Can you convert the records, from the line with "of the track" up to and including their final line, into a JSON list of strings with one string per line and blank lines left out?
****************************************
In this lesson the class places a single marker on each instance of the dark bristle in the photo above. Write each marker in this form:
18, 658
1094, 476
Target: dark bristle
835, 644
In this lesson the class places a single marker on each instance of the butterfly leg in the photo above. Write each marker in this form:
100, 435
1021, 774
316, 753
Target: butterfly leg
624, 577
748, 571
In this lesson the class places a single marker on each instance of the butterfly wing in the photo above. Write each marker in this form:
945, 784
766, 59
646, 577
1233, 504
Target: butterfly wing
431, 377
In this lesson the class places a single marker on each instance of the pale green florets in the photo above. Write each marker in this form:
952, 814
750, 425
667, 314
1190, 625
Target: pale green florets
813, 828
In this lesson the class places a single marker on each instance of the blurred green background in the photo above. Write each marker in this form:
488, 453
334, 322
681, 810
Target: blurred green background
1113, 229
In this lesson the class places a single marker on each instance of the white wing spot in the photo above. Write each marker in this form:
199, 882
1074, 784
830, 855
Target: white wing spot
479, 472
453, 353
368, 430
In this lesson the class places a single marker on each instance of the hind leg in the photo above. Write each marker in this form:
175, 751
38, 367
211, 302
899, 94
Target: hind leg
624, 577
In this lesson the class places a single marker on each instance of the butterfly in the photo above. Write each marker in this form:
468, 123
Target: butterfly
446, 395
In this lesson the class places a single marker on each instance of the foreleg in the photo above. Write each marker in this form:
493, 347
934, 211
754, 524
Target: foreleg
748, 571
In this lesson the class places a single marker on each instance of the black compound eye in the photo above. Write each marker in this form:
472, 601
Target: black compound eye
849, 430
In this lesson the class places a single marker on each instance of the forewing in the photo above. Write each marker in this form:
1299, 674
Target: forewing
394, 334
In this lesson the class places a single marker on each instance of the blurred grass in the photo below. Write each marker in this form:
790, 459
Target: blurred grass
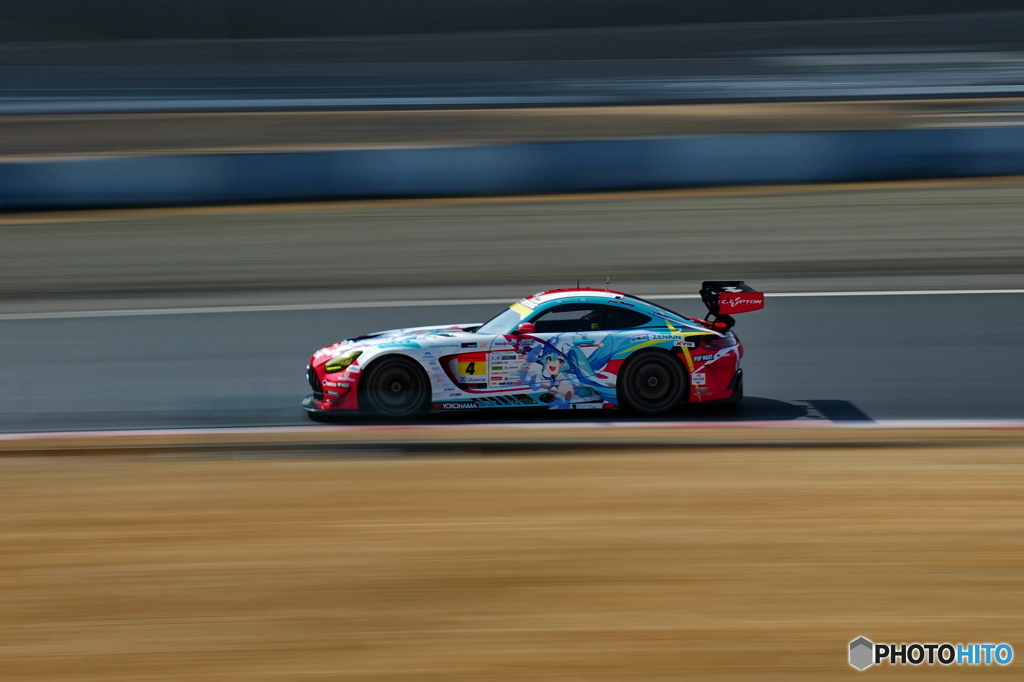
705, 564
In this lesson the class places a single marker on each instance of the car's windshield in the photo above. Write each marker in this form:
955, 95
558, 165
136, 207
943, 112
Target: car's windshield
503, 323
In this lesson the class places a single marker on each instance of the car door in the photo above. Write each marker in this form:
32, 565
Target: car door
551, 364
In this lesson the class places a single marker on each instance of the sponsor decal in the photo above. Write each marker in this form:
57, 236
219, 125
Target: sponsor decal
460, 406
864, 653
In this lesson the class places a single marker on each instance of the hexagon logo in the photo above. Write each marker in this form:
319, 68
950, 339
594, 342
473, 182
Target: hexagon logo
861, 653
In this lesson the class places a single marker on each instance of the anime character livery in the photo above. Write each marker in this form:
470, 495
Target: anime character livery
561, 349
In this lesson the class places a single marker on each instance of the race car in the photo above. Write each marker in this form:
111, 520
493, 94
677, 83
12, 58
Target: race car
562, 349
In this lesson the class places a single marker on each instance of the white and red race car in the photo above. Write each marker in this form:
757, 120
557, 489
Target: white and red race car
560, 349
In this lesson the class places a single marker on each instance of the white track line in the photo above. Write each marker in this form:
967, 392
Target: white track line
724, 427
220, 309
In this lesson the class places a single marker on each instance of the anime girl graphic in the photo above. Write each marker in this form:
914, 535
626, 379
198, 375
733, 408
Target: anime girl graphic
560, 367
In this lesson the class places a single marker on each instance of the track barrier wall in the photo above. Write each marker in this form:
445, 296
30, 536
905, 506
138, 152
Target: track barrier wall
511, 169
****************************************
--- SOLVED EXERCISE ---
[
  "In this lesson the class places a single marker on each instance of the track barrier wall in the photo above. Write each marker in this form:",
  "445, 296",
  "30, 536",
  "905, 506",
  "138, 152",
  "Target: track barrier wall",
  "511, 169"
]